[SET PROBLEM] Write out the material again word for word, dropping any images it holds.

Start INPUT FOR THIS TASK

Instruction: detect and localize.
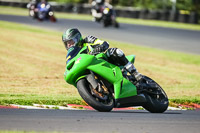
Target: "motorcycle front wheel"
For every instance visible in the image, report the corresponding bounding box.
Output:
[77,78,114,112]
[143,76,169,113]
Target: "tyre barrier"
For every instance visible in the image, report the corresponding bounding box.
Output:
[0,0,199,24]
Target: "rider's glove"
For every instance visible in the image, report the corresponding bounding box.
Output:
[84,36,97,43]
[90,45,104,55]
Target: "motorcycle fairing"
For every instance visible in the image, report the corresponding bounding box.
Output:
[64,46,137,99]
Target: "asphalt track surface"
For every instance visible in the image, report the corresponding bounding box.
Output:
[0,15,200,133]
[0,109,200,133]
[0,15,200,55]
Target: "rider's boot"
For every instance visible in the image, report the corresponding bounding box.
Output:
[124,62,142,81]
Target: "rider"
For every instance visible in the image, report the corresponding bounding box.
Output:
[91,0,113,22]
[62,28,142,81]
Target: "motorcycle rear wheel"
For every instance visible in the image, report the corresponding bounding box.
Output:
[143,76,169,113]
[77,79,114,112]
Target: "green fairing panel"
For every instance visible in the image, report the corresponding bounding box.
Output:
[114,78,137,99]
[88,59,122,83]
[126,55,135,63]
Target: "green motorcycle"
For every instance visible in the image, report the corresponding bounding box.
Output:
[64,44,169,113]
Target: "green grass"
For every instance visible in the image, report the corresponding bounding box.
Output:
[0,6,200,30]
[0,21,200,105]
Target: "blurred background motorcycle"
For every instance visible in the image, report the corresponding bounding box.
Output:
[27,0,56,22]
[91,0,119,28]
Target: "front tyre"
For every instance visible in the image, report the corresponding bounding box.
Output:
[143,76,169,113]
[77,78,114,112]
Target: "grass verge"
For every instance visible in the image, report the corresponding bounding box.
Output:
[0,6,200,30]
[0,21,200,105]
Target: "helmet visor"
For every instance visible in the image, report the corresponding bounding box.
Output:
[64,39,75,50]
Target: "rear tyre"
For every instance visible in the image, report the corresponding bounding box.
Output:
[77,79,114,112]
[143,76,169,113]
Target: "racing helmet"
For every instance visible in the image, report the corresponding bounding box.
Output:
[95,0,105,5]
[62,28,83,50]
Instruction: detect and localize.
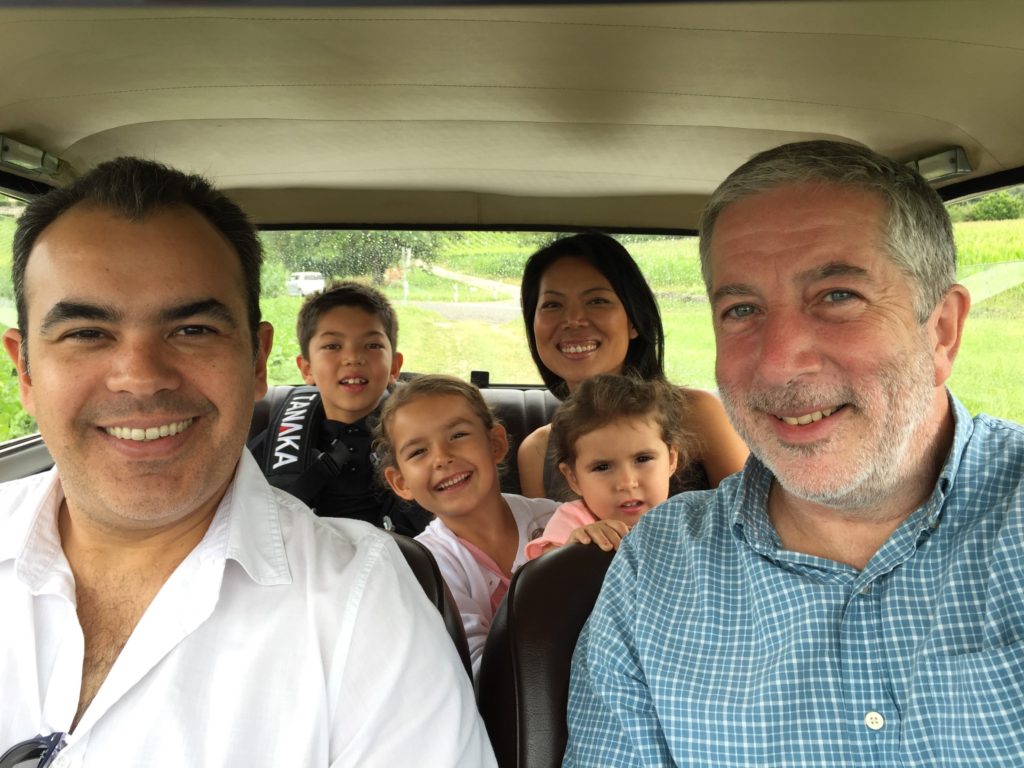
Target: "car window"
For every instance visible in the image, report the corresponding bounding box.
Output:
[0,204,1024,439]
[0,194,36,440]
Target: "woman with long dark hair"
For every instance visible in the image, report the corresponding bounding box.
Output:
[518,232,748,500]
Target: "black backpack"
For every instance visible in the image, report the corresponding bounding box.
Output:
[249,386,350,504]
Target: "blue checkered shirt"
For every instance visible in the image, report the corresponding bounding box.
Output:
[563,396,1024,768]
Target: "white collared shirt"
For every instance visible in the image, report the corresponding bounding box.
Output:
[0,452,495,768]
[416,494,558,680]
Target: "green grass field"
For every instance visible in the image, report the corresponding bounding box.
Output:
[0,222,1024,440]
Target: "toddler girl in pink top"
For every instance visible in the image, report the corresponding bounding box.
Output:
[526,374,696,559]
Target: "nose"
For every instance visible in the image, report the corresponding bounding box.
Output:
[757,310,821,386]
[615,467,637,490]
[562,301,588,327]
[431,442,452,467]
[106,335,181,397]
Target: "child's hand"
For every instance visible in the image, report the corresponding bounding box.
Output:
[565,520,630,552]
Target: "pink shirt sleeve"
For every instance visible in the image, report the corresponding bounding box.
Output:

End INPUT FOR THIS TASK

[EXERCISE RESPONSE]
Instruction: detect and localize.
Target: "motorcycle front wheel"
For every instance visible in the image, report the corresponding bounding box.
Output:
[77,78,114,112]
[143,76,169,113]
Target: "tyre barrier"
For every instance visible in the image, report the corresponding bounding box.
Output:
[0,0,199,24]
Target: "rider's glove"
For every instance visible in the image, report the corresponding bounding box.
Output:
[84,36,97,43]
[90,45,104,55]
Target: "motorcycle fairing"
For every instance visible in the image, report the corresponding bounding box.
Output:
[64,46,137,99]
Target: "asphalt track surface"
For every instance visible in the image, report the corresponding bounding box.
Output:
[0,15,200,133]
[0,109,200,133]
[0,15,200,55]
Target: "rider's boot"
For every instance visible in the image, report the corresponding bounding box.
Output:
[124,62,142,81]
Target: "rider"
For every instance visible in the image, report the corresponding bounding box.
Output:
[91,0,113,22]
[62,28,142,81]
Target: "motorcycle rear wheel"
For every instance visible in the image, report the corresponding bounding box.
Output:
[143,76,169,113]
[77,79,114,112]
Target: "green fairing panel"
For every instance visible in the image, report the corresponding bounding box.
Output:
[114,78,137,99]
[88,59,122,83]
[126,55,135,63]
Target: "green motorcycle"
For every instance visible in the image, report the corresponding bounding box.
Output:
[64,44,169,113]
Target: "green grass"
For every instance visible in the image, report the corresponding bounding box.
Output:
[0,6,200,30]
[0,21,200,105]
Target: "blurred background motorcycle"
For every instance visible in the image, report the corresponding bounding box.
Output:
[27,0,56,22]
[91,0,119,28]
Target: "front tyre"
For every instance visible in the image, report the corresponding bounding box.
Output:
[143,76,169,113]
[77,78,114,112]
Target: "grass verge"
For every instance visible in the image, report the corresponding bounding box.
Output:
[0,6,200,30]
[0,21,200,105]
Target: "helmet visor"
For every instance visible in the image, report the corresponding bounding box.
Output:
[64,39,75,50]
Target: "rear tyre"
For every instance visible in the image, report the corresponding bounding box.
Output:
[77,79,114,112]
[143,76,169,113]
Target: "racing helmet"
For every instance visible in the image, report the corresponding bounding box.
Output:
[95,0,105,5]
[62,28,83,50]
Instruction: detect and localize.
Target: "car window"
For every instance visible in the image, report the corresponding bounding box.
Output:
[0,204,1024,439]
[0,194,36,440]
Target: "woman with long dark hair"
For every instance visible in the image, report the corresponding bounding box.
Output:
[518,232,748,500]
Target: "black backpack"
For every instance visible in the image, report the corresponding bounding box.
Output:
[249,386,350,504]
Target: "blue checkered shirt"
For every instance visible in the image, report the corresponding bounding box.
Output:
[563,396,1024,768]
Target: "white collared shirt"
For every instance visible in the image, report the corresponding bounding box.
Output:
[0,452,495,768]
[416,494,558,680]
Target: "green grass field"
For every instance visible in the image, report the corresponding bounding box.
Output:
[0,222,1024,440]
Target: "toddler girl in pink top"
For every instance visible in the image, report the corresponding bounding box.
Output:
[526,374,696,559]
Target: "nose"
For every instance visible in the image, report the corresponding bounding box.
Output:
[757,310,821,386]
[615,467,637,490]
[562,301,588,327]
[431,442,452,467]
[106,335,181,397]
Target: "child's hand"
For every instance visible in the image, report the corresponding bounding box.
Output:
[565,520,630,552]
Target: "pink shirt sleeve"
For every instance visible in the image, report the corresponding bounding box.
Output:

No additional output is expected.